Description of the task »
Transcribe each line of the material as it is, and drop any picture.

Point annotation dataset records »
■ ■ ■
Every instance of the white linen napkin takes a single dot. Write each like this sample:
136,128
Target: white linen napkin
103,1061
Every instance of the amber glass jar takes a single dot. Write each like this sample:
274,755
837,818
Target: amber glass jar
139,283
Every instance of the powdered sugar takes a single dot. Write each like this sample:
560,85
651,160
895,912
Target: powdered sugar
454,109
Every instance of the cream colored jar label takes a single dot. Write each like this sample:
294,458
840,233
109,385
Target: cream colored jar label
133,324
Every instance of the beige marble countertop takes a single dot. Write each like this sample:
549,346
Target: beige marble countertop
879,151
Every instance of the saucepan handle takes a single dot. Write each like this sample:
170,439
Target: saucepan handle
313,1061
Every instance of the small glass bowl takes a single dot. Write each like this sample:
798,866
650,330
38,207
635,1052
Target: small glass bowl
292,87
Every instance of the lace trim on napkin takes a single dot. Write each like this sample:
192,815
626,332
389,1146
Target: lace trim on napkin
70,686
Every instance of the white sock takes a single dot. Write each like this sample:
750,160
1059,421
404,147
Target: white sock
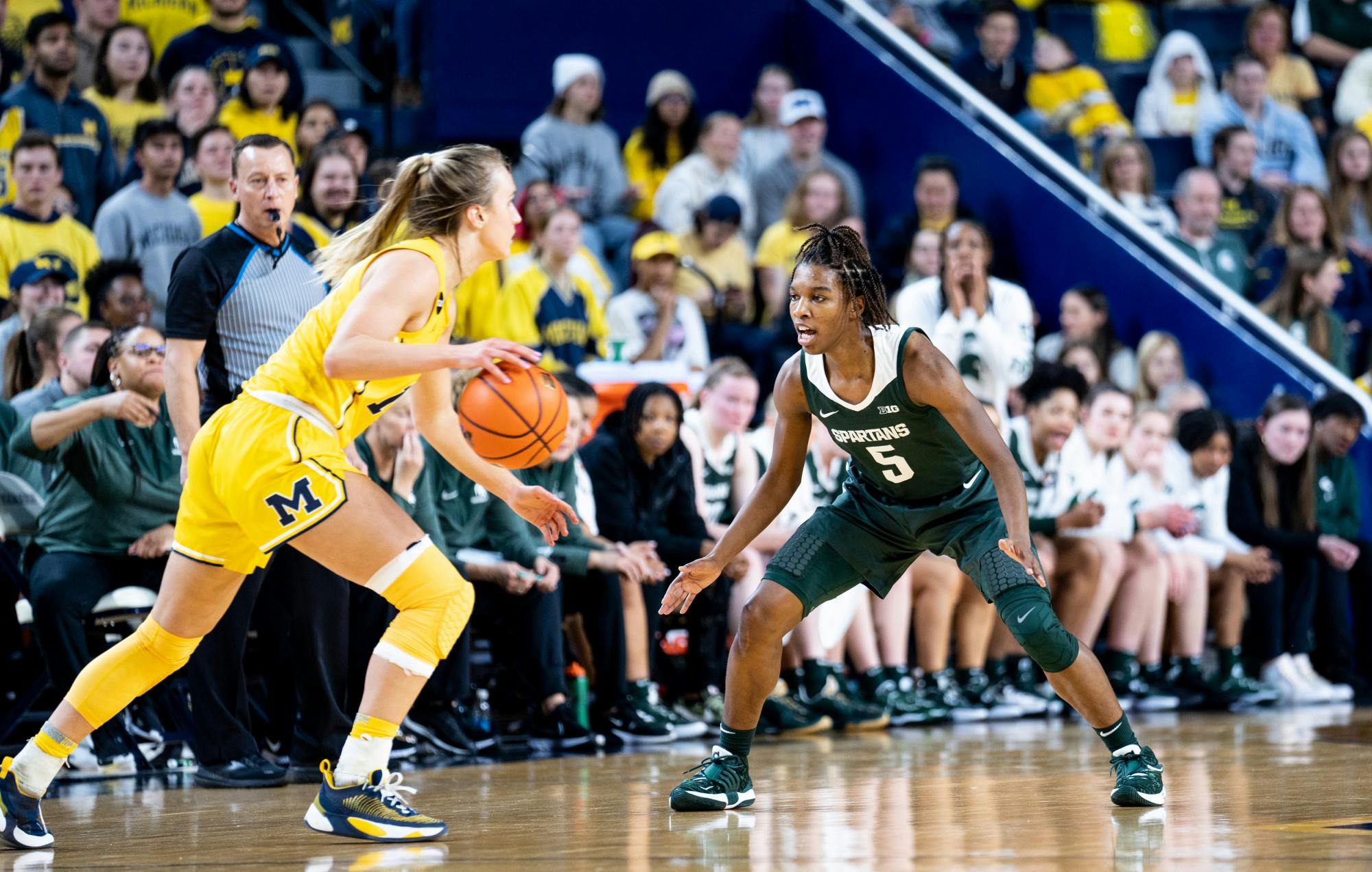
35,768
360,759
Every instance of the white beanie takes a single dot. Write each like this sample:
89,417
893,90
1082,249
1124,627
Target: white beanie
567,69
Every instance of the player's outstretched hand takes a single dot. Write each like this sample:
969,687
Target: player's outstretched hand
484,355
544,510
691,580
1021,552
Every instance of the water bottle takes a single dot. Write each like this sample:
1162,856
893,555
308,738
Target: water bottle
484,709
578,694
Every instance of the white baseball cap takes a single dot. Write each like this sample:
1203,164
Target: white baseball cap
801,104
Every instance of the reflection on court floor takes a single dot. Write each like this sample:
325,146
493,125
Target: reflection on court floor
1274,790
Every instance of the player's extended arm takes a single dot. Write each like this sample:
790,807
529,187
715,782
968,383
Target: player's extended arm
934,381
437,421
774,491
399,291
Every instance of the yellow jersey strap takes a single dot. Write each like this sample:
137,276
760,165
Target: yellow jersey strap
426,246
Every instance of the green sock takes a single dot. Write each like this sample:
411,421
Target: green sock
737,742
1119,735
872,679
814,676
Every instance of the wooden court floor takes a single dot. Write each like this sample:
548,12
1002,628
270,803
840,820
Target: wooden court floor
1278,790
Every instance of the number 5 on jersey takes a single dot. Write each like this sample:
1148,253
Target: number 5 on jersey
887,457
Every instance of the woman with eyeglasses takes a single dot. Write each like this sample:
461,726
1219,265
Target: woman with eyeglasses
110,506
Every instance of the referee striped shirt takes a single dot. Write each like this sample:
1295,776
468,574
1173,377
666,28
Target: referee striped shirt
242,298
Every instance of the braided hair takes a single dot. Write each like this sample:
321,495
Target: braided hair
842,250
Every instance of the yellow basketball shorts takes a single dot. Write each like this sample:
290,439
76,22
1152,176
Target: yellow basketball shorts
259,476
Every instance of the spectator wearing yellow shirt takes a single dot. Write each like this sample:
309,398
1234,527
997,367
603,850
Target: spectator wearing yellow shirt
212,154
539,200
1290,77
32,226
165,19
329,195
1071,96
820,198
191,100
257,107
667,134
717,250
715,247
318,119
547,306
124,86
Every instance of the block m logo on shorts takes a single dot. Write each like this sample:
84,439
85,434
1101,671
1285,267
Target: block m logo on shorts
303,499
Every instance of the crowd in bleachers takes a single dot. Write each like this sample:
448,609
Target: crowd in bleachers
1215,565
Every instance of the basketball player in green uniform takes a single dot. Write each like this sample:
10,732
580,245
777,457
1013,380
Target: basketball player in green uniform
930,473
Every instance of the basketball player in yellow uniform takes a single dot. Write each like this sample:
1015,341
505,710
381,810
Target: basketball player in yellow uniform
270,468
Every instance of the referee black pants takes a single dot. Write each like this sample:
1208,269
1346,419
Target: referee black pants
303,624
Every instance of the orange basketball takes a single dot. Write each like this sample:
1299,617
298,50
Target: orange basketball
514,424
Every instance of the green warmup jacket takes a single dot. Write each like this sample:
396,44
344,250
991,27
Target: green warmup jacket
1337,498
517,538
423,508
115,482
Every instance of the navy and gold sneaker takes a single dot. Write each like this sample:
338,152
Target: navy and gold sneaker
21,815
1138,778
722,783
370,811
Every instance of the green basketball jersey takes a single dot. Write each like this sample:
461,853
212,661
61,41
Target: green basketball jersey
906,451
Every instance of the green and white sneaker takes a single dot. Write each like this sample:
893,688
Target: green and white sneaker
1138,778
644,696
847,712
722,783
905,704
709,709
784,716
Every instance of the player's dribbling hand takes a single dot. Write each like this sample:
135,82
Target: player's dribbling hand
691,580
130,406
544,510
484,355
1023,554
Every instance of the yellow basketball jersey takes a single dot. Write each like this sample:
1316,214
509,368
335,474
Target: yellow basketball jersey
297,369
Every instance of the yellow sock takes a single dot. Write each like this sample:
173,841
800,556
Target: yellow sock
40,760
54,744
368,726
367,749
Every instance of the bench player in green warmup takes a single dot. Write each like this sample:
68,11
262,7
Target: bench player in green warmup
930,473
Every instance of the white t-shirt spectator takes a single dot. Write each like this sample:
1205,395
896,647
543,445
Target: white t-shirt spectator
1209,498
691,184
994,353
632,317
■ ■ ■
Reply »
Every instance of the white linen napkin takes a single dot. Write each like this sample:
136,128
Target: white linen napkin
103,1061
Every instance of the amber glass jar takes a single dot. Write each like this sample:
274,755
837,818
Target: amber glass jar
139,283
Every instance of the powdered sugar takes a single dot. Write each like this sample:
560,85
651,160
895,912
Target: powdered sugar
454,109
Every instance of the cream colored jar label takes a single dot. Write each like this sample:
294,458
840,233
109,385
Target: cream colored jar label
133,324
Every instance of the beige marble countertop takes a single dot. Write each like this sample:
549,346
Target: beige marble countertop
879,151
Every instance of the saucepan handle takes a single dot. Write each like this sample:
170,439
Target: saucepan handle
313,1061
Every instance of the small glass bowl takes a single dot. Write each like this sample:
798,866
650,330
38,207
635,1052
Target: small glass bowl
292,87
Every instance of the lace trim on napkin takes a single dot. Write each like this sample:
192,815
626,332
389,1146
Target: lace trim on napkin
70,686
Every instance of the white sock takes a single dot. Write each like this sample:
750,160
1059,421
404,147
Target: white sock
35,768
360,759
Every instance of the white beanie takes a single dot. Write each like this sample:
89,417
893,90
1082,249
1124,627
Target: white beanie
567,69
Every instance of the player's outstretched hand takes a single dot. Write each like this sample:
969,687
Target: player's outstretched hand
484,355
544,510
691,580
1021,552
Every instance of the water bottle takes a single dot. Write each like this sample:
1162,856
893,555
308,738
Target: water bottle
484,709
578,694
Every instance of the white baseball cap takes a single dot. Write each like this sample:
1203,164
Target: white baseball cap
801,104
Every instance of the reflection on court floor takes a single dot. Write each like this sample:
325,146
493,125
Target: reflection on court floor
1274,790
Every instance of the player's extended arm takes a single dot. Write each like this sample:
790,807
529,187
715,782
968,383
Target: player's extended arm
934,381
437,421
774,491
399,291
Every instance of the yellow jersey strap takes a single dot. Write each like this sample:
137,276
760,165
Target: yellow jersey strap
426,246
Every instance of the green sock takes a single dot. Write each like this sample:
411,421
Target: green sock
737,742
1119,735
872,679
814,676
Every instance of the wooden court floor takes a single dot. Write each like this sample:
548,12
1002,628
270,803
840,820
Target: wooden court floor
1278,790
Every instance of the number 5 on jersey takes a single dot. Write each like this sample:
1148,253
Target: number 5 on jersey
887,457
Every instance of the woman with eyeglasses takes a single dot. Write each like this sample:
461,726
1219,265
Target: woman with eyeglasses
110,506
Every instance of the referee striped shirt takes a single dot. Write each like this sample:
1295,776
468,574
1173,377
666,28
Target: referee striped shirt
242,298
Every instance of the braided hair takes a single dot. Write each like this sample:
321,495
Target: braided hair
842,250
Every instance of the yellow basketball shorts takes a single dot. Write each like this sample:
290,439
76,22
1152,176
Target: yellow basketball shorts
259,476
Every instance of the spectator wearing yellow shirt takes a single dot. Write each like this sample:
309,398
1234,527
997,367
603,850
Target: spectator wearing yellow shirt
212,154
539,200
1290,77
32,226
165,19
329,195
1071,96
820,198
191,100
257,107
667,134
717,250
715,247
318,119
547,306
124,86
Every instance of the block m logo on shorts takes a single dot. Write each like this sample:
84,439
85,434
1101,671
1285,267
Target: block m logo on shorts
303,499
Every instance of the crowd in bleachers takes a single dot. Write each like this sample:
448,609
Target: crowd in bleachers
1215,565
Every instance of the basketball player in green uniform takes a single dot. Write each like this sample:
10,732
580,245
777,457
1013,380
Target: basketball player in green uniform
930,473
Every instance of the basketball player in yellow uniform takes a single dot. Write each like this sample:
1015,341
505,710
381,810
Target: basketball player in yellow uniform
270,468
Every instance of the referee black pants takes a single dot. Write each like this sample:
1208,269
1346,419
Target: referee black pants
303,624
Every instance of the orange basketball takes a single dot. Write each like this sample:
1299,617
298,50
Target: orange basketball
514,424
Every instance of the green warmup jacket takes a single dot. Write each like this sample:
396,44
344,250
991,27
Target: green warmup jacket
1337,498
517,538
423,508
115,482
Every instance of the navy and gold sneaker takes a single dot. Write each like this sample:
338,152
Target: navy and gold sneaker
21,815
1138,778
722,783
370,811
Every instance of the green basketball jersey takes a single dot. Write each like this sample:
461,853
212,661
61,41
Target: green basketball jersey
906,451
Every instance of the green and white sneaker takes a single dot. Write each like this sample:
893,688
Target: green and white sneaker
1138,778
644,696
847,712
722,783
905,704
709,709
784,716
Every instance of the player's dribbling hand takes a single dot. Write each like this sample:
135,82
Target: player's dribbling hand
691,580
130,406
544,510
484,355
1023,554
Every instance of the yellow basketball jersey takes a single dot. Write each like this sample:
1316,214
509,368
335,474
Target: yellow basketball jersey
297,369
Every instance of the yellow sock takes a single dot. Write each like this sample:
173,841
800,556
Target: yellow sock
40,760
54,744
368,726
367,749
Every instance of the bench player in green warmup takes a single dot. Write each like this sample:
68,11
262,7
Target: bench player in green warmup
930,473
Every instance of the white t-shirt spectator takes a single dot. Write each like this sample:
1205,395
896,647
543,445
Target: white t-shirt spectator
1209,498
691,184
994,353
632,317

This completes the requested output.